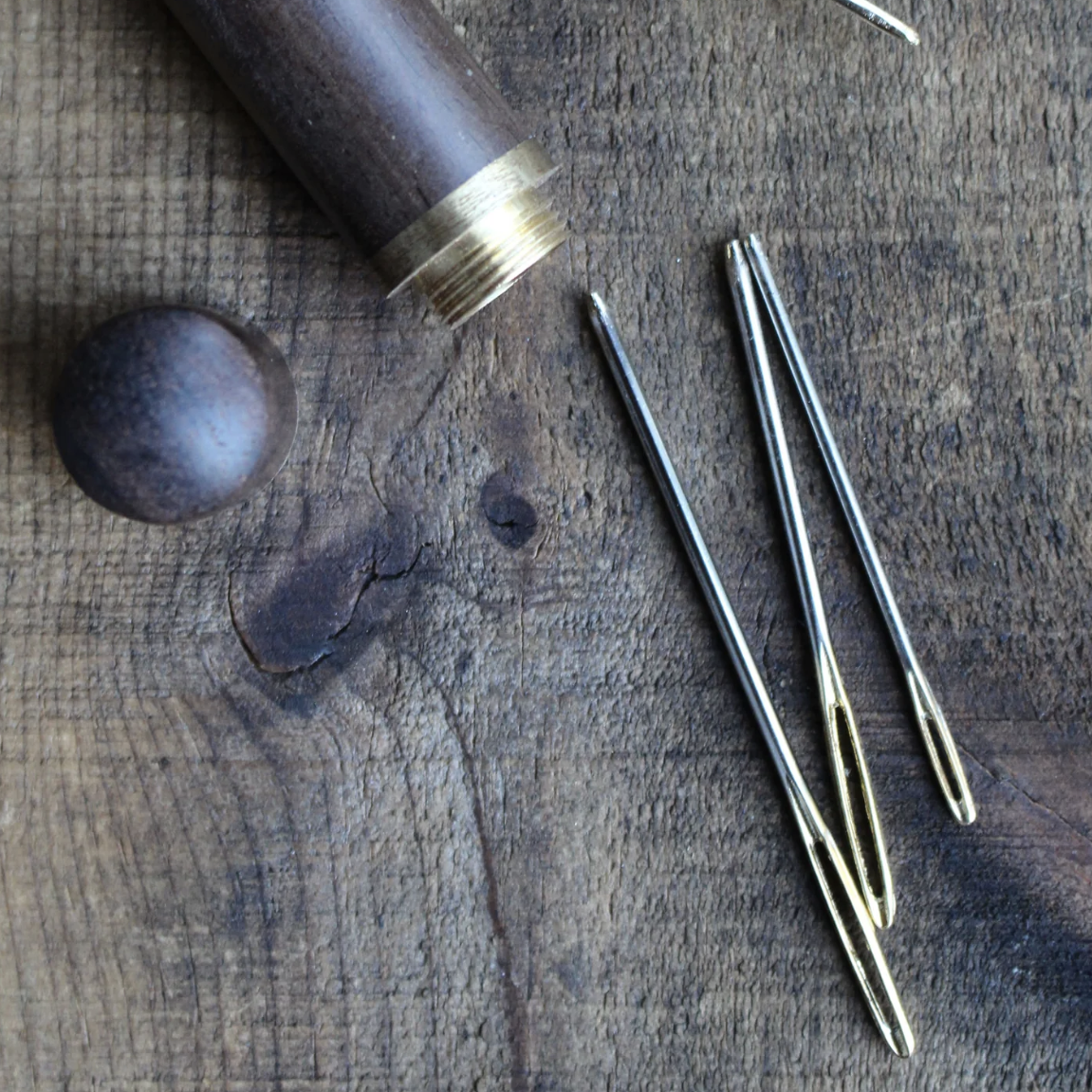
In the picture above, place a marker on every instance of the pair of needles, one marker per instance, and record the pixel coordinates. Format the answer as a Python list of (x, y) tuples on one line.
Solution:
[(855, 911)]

++++++++++

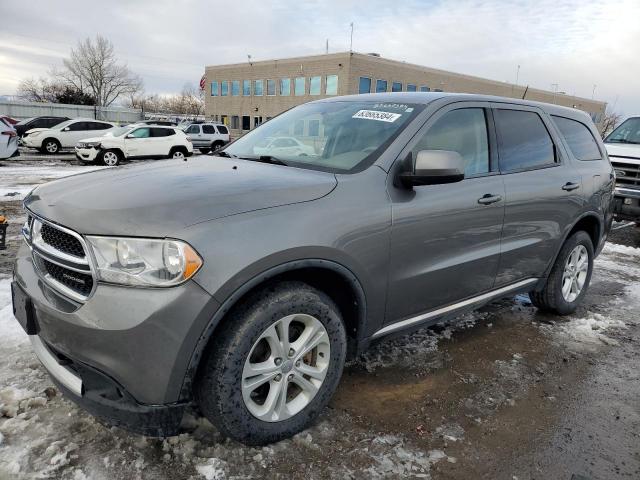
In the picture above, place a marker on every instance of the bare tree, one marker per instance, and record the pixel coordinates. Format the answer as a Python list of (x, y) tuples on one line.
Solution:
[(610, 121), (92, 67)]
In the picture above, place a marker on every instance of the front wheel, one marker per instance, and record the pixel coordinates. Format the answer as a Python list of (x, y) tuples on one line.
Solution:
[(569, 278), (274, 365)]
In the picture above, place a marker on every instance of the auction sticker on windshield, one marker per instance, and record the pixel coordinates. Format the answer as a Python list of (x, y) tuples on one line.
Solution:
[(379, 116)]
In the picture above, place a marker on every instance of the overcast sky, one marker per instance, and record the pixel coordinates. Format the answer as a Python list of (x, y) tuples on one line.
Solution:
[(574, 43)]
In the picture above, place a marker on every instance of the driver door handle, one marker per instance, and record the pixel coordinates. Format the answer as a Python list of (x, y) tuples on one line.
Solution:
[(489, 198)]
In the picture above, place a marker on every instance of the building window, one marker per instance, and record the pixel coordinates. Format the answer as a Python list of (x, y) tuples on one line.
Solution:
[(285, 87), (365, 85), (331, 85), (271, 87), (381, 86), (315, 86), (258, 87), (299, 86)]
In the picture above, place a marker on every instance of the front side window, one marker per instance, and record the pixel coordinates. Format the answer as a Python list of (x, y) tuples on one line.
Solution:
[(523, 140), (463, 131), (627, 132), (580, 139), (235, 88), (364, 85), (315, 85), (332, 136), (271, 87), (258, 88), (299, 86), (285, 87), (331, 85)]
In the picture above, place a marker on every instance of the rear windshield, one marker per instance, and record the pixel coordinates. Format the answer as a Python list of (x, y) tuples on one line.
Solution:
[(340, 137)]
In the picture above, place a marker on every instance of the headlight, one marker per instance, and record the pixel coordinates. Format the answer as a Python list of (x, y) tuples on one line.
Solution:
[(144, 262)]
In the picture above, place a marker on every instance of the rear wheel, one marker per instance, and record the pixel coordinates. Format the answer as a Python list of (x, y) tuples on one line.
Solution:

++++++++++

YOUR INSTRUCTIONS:
For every line of the records that has the word "rear" in it, make a copy.

RESPONSE TO THIS TASK:
In the picture above, place a marker on every instance of the rear windshield, one marker per instance, and record the pixel coordinates. Format the answer as a Python list of (x, y) tuples on one line.
In the picture above, place a marker on every instance of the rear wheel, one marker per instance, and record the pixel coordinates. Format the answer as a Python list of (x, y) tuples on one line.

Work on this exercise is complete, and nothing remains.